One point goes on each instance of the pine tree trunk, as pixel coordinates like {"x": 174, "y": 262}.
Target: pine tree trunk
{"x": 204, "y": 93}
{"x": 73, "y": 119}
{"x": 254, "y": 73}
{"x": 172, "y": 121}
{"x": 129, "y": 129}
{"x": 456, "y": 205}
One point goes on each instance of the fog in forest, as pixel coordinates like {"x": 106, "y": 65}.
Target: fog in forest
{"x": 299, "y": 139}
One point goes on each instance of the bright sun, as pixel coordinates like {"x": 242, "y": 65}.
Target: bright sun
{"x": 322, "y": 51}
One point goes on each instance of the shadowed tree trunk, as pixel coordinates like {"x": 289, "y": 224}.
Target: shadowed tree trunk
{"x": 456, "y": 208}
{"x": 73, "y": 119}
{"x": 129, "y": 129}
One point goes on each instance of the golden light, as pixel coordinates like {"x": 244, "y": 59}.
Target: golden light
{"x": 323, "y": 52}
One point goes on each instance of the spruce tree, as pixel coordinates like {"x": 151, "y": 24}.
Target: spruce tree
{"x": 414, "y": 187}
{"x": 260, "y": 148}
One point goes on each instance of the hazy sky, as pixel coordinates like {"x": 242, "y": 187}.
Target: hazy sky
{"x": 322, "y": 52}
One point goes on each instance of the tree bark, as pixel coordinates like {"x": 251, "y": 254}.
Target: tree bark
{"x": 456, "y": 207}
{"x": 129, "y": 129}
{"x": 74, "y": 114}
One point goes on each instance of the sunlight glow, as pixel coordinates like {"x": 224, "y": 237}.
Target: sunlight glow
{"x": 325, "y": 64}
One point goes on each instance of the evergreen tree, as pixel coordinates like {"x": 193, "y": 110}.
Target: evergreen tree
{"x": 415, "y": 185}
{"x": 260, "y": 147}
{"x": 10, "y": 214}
○ ○ ○ ○
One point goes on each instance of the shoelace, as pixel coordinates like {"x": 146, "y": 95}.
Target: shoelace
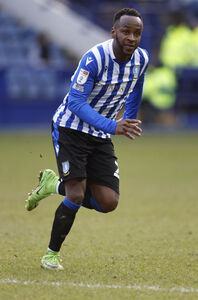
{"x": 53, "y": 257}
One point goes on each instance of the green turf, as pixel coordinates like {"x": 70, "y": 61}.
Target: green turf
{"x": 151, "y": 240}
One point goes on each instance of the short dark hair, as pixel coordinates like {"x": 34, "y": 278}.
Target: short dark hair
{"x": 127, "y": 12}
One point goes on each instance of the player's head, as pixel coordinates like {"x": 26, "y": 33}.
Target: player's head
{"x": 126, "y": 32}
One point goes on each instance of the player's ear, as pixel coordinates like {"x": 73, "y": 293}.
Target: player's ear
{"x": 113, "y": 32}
○ ○ ○ ○
About this task: Return, unchanged, the run of lines above that opens with the line containing "One point goes on each instance of the hazy" and closes with the line containing "One point goes on each instance of the sunlight". Include both.

Written answer:
One point goes on each instance of the hazy sky, as pixel coordinates like {"x": 242, "y": 187}.
Target: hazy sky
{"x": 322, "y": 52}
One point goes on each instance of the tree bark, as pixel coordinates like {"x": 251, "y": 254}.
Target: tree bark
{"x": 456, "y": 207}
{"x": 129, "y": 129}
{"x": 74, "y": 114}
One point goes on each instance of the sunlight glow, as pixel coordinates like {"x": 224, "y": 237}.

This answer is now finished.